* **DIRECTIONS FOR THIS TASK**
Can you continue the daily market highlights below, picking up after their last sentence, rather than the material that follows them?

Previous Day's Market Highlights
Thursday saw markets remain cautiously optimistic on trade, while sterling remained well-supported, the Democrats moved a step closer to impeachment, and data gave little in the way of surprises.
Trade - Cautious Optimism
Cautious optimism was the theme of the day on Thursday, with risk sentiment holding steady as markets remained relatively hopeful that a phase one Sino-US trade deal would be struck.
While headlines were relatively thin on the ground, barring the Chinese Commerce Ministry (MOFCOM) reiterating that they are in close contact with the US on trade, markets continued to digest yesterday's reports that a deal is close, despite recent heated rhetoric between the two sides.
Of course, tariff rollbacks remain the key to unlocking a path to a deal -- as hinted at by the Chinese MOFCOM -- hence market participants are likely to remain a tad apprehensive that no agreement has yet been reached on this point.
Nonetheless, despite the risk-positive mood, most of G10 FX remained rangebound, with neither the antipodeans, or the safe havens of the Japanese yen and Swiss franc, experiencing any significant volatility.
Sterling - Still Supported
Away from trade, markets continued to price in a Conservative majority on Thursday, resulting in the pound extending recent gains. Despite a lack of major headlines yesterday, or any fresh opinion polling, market have become increasingly confident that Boris Johnson will be returned as Prime Minister with a healthy majority in a weeks' time.
It would appear that a number of Brexit Party MEPs are thinking along the same lines, with 4 of Nigel Farage's MEPs resigning the whip to campaign for the electorate to vote Conservative to 'get Brexit done'. Getting Brexit done, of course, featured heavily in the Tories' plan for their first 100 days in office, along with confirmation that a budget would be announced in February.
For sterling, the continued positive election sentiment saw a 5th straight day of gains against the dollar, and a 3rd straight daily gain against the euro, with the pound adding 0.3% against both. The gains resulted in sterling rising to a fresh 7-month high against the dollar, at $1.3160, and a fresh two-and-a-half year high against the euro at €1.1861.

* **RECORDED INFORMATION**
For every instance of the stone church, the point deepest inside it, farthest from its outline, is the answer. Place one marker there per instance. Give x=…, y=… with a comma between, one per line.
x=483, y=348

* **RESULT OF THIS TASK**
Impeachment - Pelosi Pushes the Button
Having rumbled on for some time now, House Democrats decided to take the impeachment inquiry into President Trump a step further on Thursday. House Speaker Nancy Pelosi announcing that the House will draft articles of impeachment having found that Trump engaged in an abuse of power and partook in actions violating the constitution.
However, despite the inquiry moving forward, impeachment remains a distant possibility. Even if the impeachment articles were drafted and passed a House vote, it remains highly unlikely that the Republican-held Senate would vote to impeach their own President.
As a result, the dollar barely moved a tick on the headlines, though did grind steadily lower throughout the day. The greenback ended Thursday 0.2% lower against a basket of peers, with the dollar index (DXY) now having broken below its 200-day moving average for the first time since November.
Any Other Business
- The euro traded flat on Thursday, with little in the way of news flow to drive the common currency, and final Q3 GDP remaining unrevised at 0.2% QoQ, and 1.2% YoY
- Equity markets took little notice of trade headlines on Thursday, with the pan-European Stoxx 600 closing 0.1% lower, and the US benchmark S&P 500 closing 0.1% higher
- Oil traded in a choppy manner yesterday as markets awaited the outcome of the latest OPEC meeting. Both global benchmark Brent and US WTI crude settled unchanged
|Currency Pairing||08:00 Today||Vs 08:00 Yesterday||Four-Week High||Four-Week Low||% Change|
Today's Market Highlights
As always, the first Friday of the month means only one thing for financial markets - jobs day. The monthly US labour market report will be released this afternoon, recording the employment situation in November. Headline nonfarm payrolls are expected to show an increase in hiring compared to October, with a consensus estimate for the US economy to have added 180,000 jobs last month -- broadly in line with the 3-month average of 176,000.
Indicators leading up to the payrolls report have painted a mixed picture; the employment component of the ISM manufacturing index and the ADP report have been softer than expected, while the ISM non-manufacturing index and latest initial jobless claims numbers have been better than expected. However, it is important to note that the ADP figure does not include the return of 50,000 striking GM workers, which will be included in the official payrolls data. As always, in addition to October's jobs number, revisions to the previous two months' data will be closely watched in case of any surprises.
Meanwhile, as well as the headline payrolls figure, market participants will closely examine the unemployment rate and earnings data to gauge the broader health of the jobs market. Unemployment is set to tick remain at 3.6%, while average hourly earnings are expected to increase at 3.0% YoY, unchanged from October.
Market participants will be eyeing a 'goldilocks' report -- i.e. one where headline payrolls are solid, unemployment remains low, and earnings are increasing at a healthy clip. Such a report would likely see the FOMC leave monetary policy on hold, maintaining a loose policy stance, providing support to risk assets in the coming months.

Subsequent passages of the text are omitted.